++++ Texte fourni
Une polémique en appelant un autre, même ceux qui ne sont pas éligibles, ne répondant même pas aux conditions de la carte d’artiste et qui exercent à la marge de la définition de l’art… ont estimé qu’ils ont été exclus. Bien évidemment les solutions à leurs difficultés ne relève pas du ministère de la Culture.
*La gestion administrative de ce programme exceptionnel
Les observateurs estiment que le ministère de la Culture à travers la Direction des Arts (en charge de la conceptualisation et de l’exécution de ce programme) aurait dû en rester à une population éligible sur la base de la crise liée à la pandémie.
Ils s’interrogent aussi, à quel moment il y a eu « bifurcation » ou « abandon » des principes de ce programme exceptionnel de 37 millions de dhs tels qu’ils ont été définis dans le communiqué du ministre le 15 juin 2020 ?
Ils s’interrogent aussi pourquoi le dossier a été confié à des commissions (théâtre, musique, arts plastiques) – dont les noms des membres toujours frappés du secret – déjà installées depuis le mandat d’un ancien ministre ?
++++++++
++++ Données sources
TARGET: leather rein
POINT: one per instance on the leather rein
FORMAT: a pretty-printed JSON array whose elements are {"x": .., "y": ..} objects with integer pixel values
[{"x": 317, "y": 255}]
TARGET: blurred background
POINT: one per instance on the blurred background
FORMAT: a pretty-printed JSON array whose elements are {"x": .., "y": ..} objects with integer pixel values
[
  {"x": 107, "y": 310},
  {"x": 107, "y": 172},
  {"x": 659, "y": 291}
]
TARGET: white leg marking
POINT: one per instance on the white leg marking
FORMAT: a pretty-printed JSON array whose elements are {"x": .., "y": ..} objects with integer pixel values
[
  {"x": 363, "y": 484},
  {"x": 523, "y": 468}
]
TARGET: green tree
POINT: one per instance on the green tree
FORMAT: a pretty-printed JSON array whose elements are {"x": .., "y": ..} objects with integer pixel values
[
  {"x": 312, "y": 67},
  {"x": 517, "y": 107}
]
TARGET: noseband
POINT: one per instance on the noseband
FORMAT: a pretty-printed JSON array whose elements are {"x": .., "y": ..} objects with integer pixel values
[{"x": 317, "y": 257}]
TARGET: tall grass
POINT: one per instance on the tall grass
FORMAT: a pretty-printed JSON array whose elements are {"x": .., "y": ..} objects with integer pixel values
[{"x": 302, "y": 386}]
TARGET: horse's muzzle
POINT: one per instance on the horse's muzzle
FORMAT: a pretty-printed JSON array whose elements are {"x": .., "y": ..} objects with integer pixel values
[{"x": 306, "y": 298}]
++++++++
■ Questions à traiter
1) Répondez aux questions suivantes d'après l'extrait sur le programme exceptionnel du ministère de la Culture.
(a) Quel est le montant de ce programme exceptionnel ?
(b) Quelle direction est chargée de la conceptualisation et de l'exécution du programme ?
(c) Dans quels domaines travaillent les commissions auxquelles le dossier a été confié ?
2) Résumez en deux phrases l'extrait sur le programme exceptionnel du ministère de la Culture.
3) Citez l'extrait sur le programme exceptionnel du ministère de la Culture de « Ils s’interrogent aussi pourquoi » jusqu'à « ancien ministre ? » inclus.

■ Réponses rédigées
1)
(a) 37 millions de dhs.
(b) La Direction des Arts.
(c) Le théâtre, la musique et les arts plastiques.

2) Même des personnes non éligibles, qui ne remplissent pas les conditions de la carte d'artiste, ont estimé avoir été exclues du programme, alors que leurs difficultés ne relèvent pas du ministère de la Culture. Selon les observateurs, le ministère aurait dû s'en tenir à une population éligible en raison de la crise liée à la pandémie, et ils s'interrogent sur l'abandon des principes définis le 15 juin 2020 ainsi que sur le recours à des commissions déjà installées, dont les membres restent secrets.

3)
Ils s’interrogent aussi pourquoi le dossier a été confié à des commissions (théâtre, musique, arts plastiques) – dont les noms des membres toujours frappés du secret – déjà installées depuis le mandat d’un ancien ministre ?